WHAT IS ASKED.
Reproduce every one of the items below verbatim, with each line unchanged.

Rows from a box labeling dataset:
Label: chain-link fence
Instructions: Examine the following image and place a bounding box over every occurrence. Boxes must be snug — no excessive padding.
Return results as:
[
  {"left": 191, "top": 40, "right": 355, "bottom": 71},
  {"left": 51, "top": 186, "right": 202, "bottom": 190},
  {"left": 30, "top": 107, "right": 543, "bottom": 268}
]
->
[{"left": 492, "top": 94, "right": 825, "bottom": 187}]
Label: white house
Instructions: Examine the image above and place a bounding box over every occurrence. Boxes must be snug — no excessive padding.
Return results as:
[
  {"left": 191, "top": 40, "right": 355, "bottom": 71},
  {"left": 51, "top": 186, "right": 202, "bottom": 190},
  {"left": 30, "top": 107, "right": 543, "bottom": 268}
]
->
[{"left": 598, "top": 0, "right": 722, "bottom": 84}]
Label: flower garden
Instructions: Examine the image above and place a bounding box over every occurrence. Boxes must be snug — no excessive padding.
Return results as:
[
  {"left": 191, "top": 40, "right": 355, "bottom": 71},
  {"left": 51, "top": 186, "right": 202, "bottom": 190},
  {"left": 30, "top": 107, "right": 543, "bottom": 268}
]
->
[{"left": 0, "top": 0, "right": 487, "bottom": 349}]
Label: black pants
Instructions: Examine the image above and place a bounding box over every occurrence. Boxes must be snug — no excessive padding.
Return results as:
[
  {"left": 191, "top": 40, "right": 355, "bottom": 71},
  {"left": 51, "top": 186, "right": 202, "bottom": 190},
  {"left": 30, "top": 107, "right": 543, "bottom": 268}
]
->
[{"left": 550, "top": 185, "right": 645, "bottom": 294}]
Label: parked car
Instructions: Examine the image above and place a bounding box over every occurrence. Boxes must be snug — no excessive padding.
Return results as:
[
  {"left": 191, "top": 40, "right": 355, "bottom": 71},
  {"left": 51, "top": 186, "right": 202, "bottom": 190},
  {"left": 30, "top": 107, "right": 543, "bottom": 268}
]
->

FINAL ANSWER.
Label: chain-link fence
Instructions: Examine the following image and place a bounding box over every occurrence. Boxes must be snug — no excessive padding.
Return results as:
[
  {"left": 191, "top": 40, "right": 355, "bottom": 71},
  {"left": 51, "top": 186, "right": 202, "bottom": 190},
  {"left": 30, "top": 107, "right": 543, "bottom": 268}
]
->
[{"left": 492, "top": 94, "right": 825, "bottom": 187}]
Label: white house
Instructions: Examine the image above and place a bounding box over every occurrence. Boxes must be snug — no excessive padding.
Return results as:
[
  {"left": 191, "top": 40, "right": 355, "bottom": 71},
  {"left": 51, "top": 186, "right": 202, "bottom": 190},
  {"left": 30, "top": 107, "right": 543, "bottom": 268}
]
->
[{"left": 598, "top": 0, "right": 722, "bottom": 84}]
Label: flower garden
Instructions: Examine the image above and place a bounding box over every occurrence. Boxes must be snug — no excessive padding.
Return results as:
[
  {"left": 191, "top": 40, "right": 355, "bottom": 71},
  {"left": 51, "top": 186, "right": 202, "bottom": 190},
  {"left": 30, "top": 107, "right": 543, "bottom": 268}
]
->
[{"left": 0, "top": 0, "right": 487, "bottom": 349}]
Label: black pants
Instructions: Examine the image above and place a bounding box over every occurrence. Boxes must be snug — no excessive padding.
Return results as:
[
  {"left": 191, "top": 40, "right": 355, "bottom": 71},
  {"left": 51, "top": 186, "right": 202, "bottom": 190},
  {"left": 30, "top": 107, "right": 543, "bottom": 268}
]
->
[{"left": 550, "top": 185, "right": 645, "bottom": 294}]
Label: parked car
Instructions: Examine the image above and place a bounding box over every occurrence. Boxes must be snug — no excessive padding.
Return results as:
[
  {"left": 191, "top": 40, "right": 355, "bottom": 71},
  {"left": 51, "top": 186, "right": 202, "bottom": 190},
  {"left": 30, "top": 107, "right": 543, "bottom": 268}
]
->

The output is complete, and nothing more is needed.